Dataset records

--- START ---

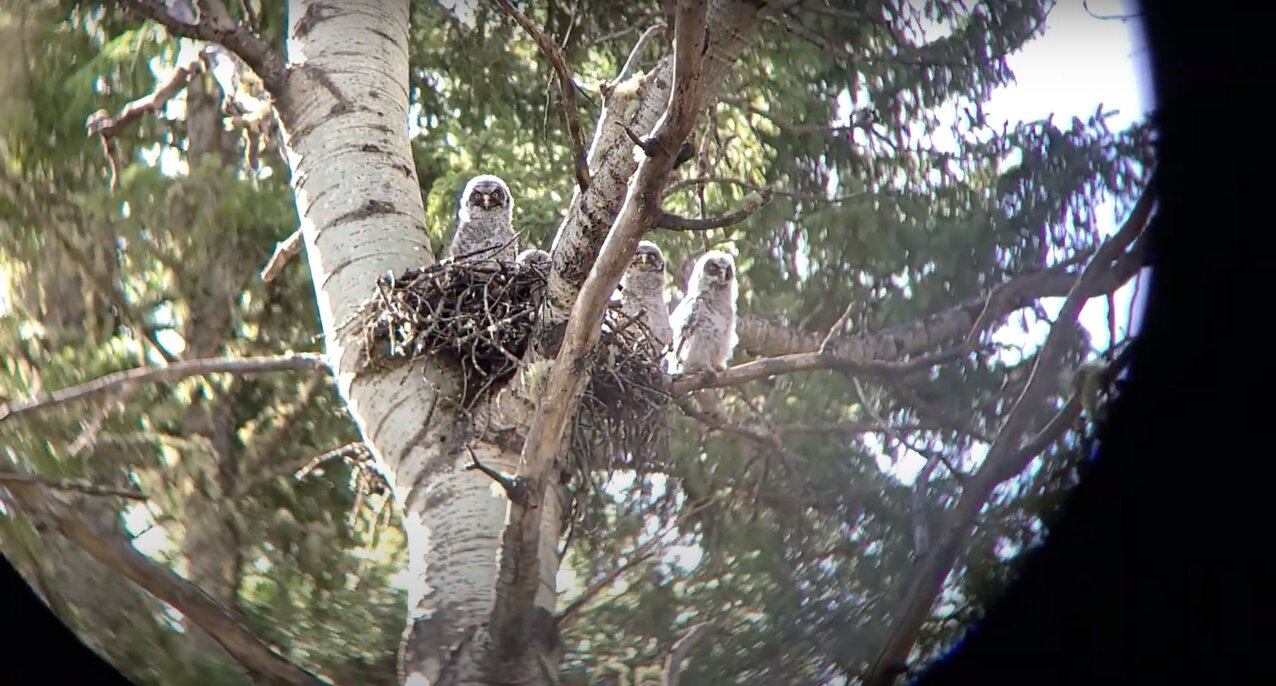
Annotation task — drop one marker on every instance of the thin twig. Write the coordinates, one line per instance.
(283, 251)
(1006, 457)
(102, 124)
(627, 70)
(752, 203)
(116, 552)
(234, 36)
(73, 485)
(633, 559)
(170, 372)
(565, 83)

--- END ---

▶ _Assigned task_: Apart from the pictures, all of the data must be duplicated exactly as shown above.

▶ _Answer for this exercise_:
Annotation task — drop one marker on every instance of the thin twig. Write the coordinates, one line per instance.
(283, 251)
(1006, 457)
(102, 124)
(627, 70)
(752, 203)
(116, 552)
(234, 36)
(73, 485)
(633, 559)
(170, 372)
(565, 83)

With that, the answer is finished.